- YOUR ASSIGNMENT
Find the lines of data that contain the string "photo", then list them.

INFORMATION SUPPLIED section start

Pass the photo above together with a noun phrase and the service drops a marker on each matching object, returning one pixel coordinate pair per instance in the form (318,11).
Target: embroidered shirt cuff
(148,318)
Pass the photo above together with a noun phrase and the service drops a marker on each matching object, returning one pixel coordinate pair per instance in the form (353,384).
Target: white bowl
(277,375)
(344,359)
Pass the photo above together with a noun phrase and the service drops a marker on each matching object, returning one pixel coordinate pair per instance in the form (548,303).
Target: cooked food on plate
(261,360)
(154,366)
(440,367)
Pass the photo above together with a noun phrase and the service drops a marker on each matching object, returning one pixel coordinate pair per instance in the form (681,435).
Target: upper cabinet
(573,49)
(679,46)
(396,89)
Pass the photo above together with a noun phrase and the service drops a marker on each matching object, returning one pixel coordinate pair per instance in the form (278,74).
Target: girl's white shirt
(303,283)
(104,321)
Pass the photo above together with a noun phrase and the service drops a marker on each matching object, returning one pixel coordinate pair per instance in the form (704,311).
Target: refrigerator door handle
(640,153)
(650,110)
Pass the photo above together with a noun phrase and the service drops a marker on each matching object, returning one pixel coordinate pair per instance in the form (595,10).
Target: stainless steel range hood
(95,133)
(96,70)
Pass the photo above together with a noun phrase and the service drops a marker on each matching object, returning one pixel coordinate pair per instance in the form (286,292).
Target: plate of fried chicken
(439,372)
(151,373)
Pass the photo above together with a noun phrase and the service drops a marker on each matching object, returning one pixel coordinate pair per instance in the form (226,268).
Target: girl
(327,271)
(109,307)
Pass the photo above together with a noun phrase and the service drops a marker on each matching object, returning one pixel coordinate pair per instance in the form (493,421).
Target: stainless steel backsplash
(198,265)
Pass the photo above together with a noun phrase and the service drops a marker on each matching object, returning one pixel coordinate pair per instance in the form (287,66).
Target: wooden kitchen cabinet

INFORMATION SUPPLIED section end

- TASK OUTPUT
Pass the photo above together with a noun phrase and the service drops a marker on each matching object, returning one pixel coordinate pair per instance in the form (318,11).
Pass the photo above together with a noun phrase and the service drops a marker on each matching object, returning one pixel coordinate pair per instance in the form (353,384).
Pass the photo above together with a noun phrase and the service drops a marker on each matching object, returning one pixel coordinate pair per instance in the form (548,303).
Pass the photo above together with a noun phrase and the service drops a marker on each matching object, returning one pixel coordinate pair per instance in the form (681,435).
Pass the photo above together with a noun phrase and the service drops a marker on each matching object, returning one pixel coordinate pair per instance in the form (278,74).
Pass the photo above together with a noun phrase and the service drops a marker on each matching object, returning one pixel coordinate pair per instance in the form (704,311).
Pass the photo above together with a noun phrase and the service drops a marker on each matching object, returning one pixel coordinate pair per instance in the form (595,10).
Pass the photo above together with a noun phrase and the service drops a marker on each matching object, returning one pixel coordinate pair per instance in the form (286,292).
Pass the photo above together with a noun phrase and the service drops a marker on each matching object, returning one pixel coordinate pair per instance in the form (226,268).
Pass the photo above together with a noun phrase and the service drops a marker on each matching object, returning one pixel coordinate pair per instance in the form (493,421).
Pass the photo above together with a noun phrase and the service drops a marker on each matching object, returning one pixel coordinate pair per instance in the form (287,66).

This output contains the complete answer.